SHORT PROBLEM – From the records below, pull out every line that contains the word "foliage", matching its case exactly.

Start of MATERIAL SHOWN

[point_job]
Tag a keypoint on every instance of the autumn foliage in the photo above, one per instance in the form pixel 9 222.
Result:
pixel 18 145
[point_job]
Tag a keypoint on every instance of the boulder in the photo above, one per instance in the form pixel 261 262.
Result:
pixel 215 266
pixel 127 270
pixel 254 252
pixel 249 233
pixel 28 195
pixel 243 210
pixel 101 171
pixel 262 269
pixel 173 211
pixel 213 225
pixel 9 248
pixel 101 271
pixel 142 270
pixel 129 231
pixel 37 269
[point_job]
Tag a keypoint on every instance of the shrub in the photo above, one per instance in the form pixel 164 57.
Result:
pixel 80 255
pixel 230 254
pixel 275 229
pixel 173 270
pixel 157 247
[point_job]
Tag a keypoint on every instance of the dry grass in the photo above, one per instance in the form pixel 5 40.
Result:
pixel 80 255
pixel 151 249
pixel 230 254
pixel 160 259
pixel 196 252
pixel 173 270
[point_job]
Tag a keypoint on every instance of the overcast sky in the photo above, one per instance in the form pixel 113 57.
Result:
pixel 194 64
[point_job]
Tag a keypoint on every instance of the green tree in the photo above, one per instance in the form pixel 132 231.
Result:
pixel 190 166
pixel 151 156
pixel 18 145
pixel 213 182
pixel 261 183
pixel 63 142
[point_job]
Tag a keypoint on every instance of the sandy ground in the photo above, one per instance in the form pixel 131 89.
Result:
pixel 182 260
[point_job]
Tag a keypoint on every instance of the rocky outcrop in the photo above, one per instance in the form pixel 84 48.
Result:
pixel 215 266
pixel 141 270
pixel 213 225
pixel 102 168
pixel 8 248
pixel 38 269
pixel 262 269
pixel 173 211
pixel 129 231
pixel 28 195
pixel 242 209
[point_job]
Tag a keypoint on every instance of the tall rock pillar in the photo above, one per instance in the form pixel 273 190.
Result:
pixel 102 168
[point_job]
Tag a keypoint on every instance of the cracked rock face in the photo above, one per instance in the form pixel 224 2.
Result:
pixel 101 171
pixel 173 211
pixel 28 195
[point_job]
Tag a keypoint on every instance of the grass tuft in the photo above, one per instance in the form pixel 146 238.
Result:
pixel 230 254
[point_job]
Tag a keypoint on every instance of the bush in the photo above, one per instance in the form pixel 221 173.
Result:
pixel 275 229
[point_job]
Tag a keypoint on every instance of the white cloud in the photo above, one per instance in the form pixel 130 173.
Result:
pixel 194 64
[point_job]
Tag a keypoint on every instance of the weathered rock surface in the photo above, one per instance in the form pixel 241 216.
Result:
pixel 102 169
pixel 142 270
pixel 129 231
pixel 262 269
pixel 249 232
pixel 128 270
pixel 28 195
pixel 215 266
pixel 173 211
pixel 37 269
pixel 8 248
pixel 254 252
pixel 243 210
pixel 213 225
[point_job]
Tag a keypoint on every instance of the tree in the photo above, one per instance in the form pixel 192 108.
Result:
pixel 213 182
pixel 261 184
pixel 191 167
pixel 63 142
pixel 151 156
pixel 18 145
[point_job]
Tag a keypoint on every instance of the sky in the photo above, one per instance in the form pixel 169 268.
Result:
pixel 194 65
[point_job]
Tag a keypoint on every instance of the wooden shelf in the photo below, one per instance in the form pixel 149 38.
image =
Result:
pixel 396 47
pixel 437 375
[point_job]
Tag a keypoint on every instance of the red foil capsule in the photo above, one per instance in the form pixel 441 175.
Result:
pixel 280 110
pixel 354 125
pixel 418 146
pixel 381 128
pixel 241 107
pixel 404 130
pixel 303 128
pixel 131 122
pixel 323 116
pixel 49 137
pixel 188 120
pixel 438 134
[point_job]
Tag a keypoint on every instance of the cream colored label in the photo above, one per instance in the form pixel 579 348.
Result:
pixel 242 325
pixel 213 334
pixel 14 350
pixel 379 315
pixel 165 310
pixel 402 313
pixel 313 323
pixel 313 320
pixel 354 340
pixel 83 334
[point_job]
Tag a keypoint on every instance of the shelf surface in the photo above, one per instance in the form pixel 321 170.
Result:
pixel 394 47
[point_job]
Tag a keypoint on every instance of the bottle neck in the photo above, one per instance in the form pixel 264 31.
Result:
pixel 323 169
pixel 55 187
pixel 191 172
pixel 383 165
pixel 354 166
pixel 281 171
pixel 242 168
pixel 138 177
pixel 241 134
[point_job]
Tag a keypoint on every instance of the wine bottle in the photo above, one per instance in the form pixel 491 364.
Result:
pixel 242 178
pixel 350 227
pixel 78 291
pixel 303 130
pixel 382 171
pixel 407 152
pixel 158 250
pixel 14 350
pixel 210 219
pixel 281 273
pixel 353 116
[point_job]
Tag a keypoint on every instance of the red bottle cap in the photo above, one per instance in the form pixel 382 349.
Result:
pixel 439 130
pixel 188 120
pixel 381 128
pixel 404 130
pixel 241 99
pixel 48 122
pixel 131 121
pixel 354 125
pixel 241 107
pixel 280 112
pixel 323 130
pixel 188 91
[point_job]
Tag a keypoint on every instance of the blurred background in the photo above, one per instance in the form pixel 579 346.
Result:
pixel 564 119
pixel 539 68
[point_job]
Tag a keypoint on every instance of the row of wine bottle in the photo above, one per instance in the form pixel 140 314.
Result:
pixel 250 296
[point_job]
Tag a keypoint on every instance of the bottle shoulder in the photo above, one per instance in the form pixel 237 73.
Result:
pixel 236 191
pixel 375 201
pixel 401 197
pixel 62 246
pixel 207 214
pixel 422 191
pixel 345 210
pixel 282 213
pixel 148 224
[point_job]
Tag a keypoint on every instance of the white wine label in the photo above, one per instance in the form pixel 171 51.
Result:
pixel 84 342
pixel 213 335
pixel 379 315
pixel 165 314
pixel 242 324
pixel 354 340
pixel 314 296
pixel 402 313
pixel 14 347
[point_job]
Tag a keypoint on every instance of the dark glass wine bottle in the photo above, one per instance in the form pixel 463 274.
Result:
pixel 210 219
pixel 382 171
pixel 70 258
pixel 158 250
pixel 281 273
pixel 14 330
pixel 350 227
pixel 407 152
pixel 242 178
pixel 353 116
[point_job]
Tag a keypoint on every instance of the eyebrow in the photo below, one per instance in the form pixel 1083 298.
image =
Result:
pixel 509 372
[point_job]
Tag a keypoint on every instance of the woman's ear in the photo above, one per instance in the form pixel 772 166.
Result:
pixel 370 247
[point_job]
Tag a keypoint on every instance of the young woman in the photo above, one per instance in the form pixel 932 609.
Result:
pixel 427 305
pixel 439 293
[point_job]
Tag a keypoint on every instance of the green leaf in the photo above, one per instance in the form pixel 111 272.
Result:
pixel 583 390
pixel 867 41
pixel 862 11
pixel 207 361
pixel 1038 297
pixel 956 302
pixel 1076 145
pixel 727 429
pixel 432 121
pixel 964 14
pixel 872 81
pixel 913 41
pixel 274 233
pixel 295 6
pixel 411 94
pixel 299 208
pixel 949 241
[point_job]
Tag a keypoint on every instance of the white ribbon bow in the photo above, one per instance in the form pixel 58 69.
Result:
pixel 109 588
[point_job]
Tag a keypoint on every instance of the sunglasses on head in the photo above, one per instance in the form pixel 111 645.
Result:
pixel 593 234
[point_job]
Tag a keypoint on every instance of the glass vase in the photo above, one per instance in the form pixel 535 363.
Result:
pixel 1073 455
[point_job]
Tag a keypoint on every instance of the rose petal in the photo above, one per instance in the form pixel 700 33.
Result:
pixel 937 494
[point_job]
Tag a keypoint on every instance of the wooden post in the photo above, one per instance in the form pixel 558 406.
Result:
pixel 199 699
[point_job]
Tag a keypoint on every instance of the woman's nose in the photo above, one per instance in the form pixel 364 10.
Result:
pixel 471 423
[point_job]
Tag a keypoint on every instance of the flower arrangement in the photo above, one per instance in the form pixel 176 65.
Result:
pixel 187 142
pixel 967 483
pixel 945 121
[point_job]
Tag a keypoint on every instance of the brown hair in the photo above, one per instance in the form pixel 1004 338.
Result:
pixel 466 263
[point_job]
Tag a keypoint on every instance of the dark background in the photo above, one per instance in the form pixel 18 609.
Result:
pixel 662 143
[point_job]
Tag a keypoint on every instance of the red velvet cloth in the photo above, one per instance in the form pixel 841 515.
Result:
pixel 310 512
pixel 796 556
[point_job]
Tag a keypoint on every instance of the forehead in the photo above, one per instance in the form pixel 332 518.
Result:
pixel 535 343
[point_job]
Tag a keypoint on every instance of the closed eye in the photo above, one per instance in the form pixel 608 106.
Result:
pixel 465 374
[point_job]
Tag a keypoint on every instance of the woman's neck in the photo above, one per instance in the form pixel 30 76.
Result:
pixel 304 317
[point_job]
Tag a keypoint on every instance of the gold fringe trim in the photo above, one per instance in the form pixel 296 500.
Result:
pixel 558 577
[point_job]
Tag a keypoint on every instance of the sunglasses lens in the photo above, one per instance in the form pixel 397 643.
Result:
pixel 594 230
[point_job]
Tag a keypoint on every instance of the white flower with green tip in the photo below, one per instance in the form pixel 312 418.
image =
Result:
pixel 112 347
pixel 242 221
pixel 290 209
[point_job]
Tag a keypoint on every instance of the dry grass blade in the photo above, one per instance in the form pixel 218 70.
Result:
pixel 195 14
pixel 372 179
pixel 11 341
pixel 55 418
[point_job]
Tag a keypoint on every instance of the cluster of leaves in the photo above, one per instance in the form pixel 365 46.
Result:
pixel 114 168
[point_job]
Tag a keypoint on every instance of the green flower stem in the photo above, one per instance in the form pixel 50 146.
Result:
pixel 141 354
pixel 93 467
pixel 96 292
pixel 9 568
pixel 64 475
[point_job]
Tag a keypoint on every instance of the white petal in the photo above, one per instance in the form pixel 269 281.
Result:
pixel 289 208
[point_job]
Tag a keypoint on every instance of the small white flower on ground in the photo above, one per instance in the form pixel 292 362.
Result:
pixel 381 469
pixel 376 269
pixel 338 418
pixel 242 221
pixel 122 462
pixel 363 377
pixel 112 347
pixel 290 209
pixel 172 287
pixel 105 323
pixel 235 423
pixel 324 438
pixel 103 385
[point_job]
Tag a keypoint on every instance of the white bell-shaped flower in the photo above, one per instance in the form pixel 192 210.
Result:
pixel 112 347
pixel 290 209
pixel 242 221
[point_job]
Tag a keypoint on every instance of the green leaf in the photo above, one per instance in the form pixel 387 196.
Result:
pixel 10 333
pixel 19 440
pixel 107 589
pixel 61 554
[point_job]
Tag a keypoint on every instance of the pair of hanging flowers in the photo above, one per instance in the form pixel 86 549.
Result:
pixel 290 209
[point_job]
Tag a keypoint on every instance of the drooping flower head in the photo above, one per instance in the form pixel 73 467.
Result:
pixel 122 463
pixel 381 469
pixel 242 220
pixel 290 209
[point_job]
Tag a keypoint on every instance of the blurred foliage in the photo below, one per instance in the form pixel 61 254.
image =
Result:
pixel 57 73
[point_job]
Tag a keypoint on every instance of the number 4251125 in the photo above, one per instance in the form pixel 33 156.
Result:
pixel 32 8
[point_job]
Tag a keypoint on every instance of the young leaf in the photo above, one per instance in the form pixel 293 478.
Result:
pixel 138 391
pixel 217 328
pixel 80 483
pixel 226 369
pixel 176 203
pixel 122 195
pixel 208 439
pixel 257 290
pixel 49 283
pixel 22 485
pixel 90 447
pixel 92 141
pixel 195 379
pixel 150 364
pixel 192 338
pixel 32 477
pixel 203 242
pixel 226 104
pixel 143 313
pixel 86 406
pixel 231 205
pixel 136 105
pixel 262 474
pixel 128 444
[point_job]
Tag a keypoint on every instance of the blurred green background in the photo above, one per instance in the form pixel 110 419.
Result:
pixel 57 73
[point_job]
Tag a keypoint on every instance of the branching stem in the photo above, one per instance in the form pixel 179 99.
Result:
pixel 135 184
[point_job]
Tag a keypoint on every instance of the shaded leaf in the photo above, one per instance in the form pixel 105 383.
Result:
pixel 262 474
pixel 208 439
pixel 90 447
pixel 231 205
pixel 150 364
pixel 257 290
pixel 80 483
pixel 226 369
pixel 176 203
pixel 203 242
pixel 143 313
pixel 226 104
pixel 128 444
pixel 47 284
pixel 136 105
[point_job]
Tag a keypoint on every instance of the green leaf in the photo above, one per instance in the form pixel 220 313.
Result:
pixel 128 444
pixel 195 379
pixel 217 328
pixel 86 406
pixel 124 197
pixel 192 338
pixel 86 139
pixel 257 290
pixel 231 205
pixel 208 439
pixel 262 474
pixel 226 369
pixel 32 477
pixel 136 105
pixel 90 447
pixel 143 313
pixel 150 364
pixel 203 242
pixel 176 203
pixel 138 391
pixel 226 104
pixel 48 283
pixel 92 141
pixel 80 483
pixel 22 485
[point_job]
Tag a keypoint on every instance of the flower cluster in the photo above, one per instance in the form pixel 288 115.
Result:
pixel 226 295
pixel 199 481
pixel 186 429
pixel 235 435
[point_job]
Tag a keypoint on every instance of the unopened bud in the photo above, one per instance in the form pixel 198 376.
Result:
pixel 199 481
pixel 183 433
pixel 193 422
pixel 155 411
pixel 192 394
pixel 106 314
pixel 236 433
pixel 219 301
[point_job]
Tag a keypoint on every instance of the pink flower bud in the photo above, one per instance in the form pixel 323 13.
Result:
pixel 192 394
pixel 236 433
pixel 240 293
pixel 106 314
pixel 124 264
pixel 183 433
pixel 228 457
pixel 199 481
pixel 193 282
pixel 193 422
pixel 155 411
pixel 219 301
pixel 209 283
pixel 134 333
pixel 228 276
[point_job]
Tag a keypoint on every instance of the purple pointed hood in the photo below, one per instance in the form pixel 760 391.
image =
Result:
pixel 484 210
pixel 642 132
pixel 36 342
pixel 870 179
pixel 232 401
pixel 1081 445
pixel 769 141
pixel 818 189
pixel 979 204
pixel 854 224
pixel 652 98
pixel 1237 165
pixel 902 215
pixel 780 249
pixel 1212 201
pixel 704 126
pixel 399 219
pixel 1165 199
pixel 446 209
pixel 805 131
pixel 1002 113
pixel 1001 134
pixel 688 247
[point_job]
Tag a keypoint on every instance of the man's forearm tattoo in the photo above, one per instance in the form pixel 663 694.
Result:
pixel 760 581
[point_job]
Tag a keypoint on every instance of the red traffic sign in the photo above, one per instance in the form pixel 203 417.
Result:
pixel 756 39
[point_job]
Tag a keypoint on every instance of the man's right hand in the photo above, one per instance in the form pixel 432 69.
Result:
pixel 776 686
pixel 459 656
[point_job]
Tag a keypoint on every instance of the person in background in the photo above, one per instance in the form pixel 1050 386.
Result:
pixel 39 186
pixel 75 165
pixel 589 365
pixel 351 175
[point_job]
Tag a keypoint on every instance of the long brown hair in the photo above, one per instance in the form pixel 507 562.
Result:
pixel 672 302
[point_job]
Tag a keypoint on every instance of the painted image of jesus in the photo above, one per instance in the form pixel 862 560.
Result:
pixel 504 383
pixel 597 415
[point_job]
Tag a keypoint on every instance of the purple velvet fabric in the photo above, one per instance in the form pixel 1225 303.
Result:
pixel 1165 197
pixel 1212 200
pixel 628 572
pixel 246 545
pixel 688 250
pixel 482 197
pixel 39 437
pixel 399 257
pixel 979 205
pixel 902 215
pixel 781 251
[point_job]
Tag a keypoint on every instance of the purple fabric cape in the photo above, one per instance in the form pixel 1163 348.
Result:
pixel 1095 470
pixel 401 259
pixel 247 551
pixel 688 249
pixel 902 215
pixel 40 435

End of MATERIAL SHOWN

WRITTEN RESPONSE –
Tag a keypoint on every instance of the autumn foliage in the photo above, one per instance in the form pixel 9 222.
Tag a keypoint on every instance of the blurred foliage in the photo below, one per instance in the form pixel 61 254.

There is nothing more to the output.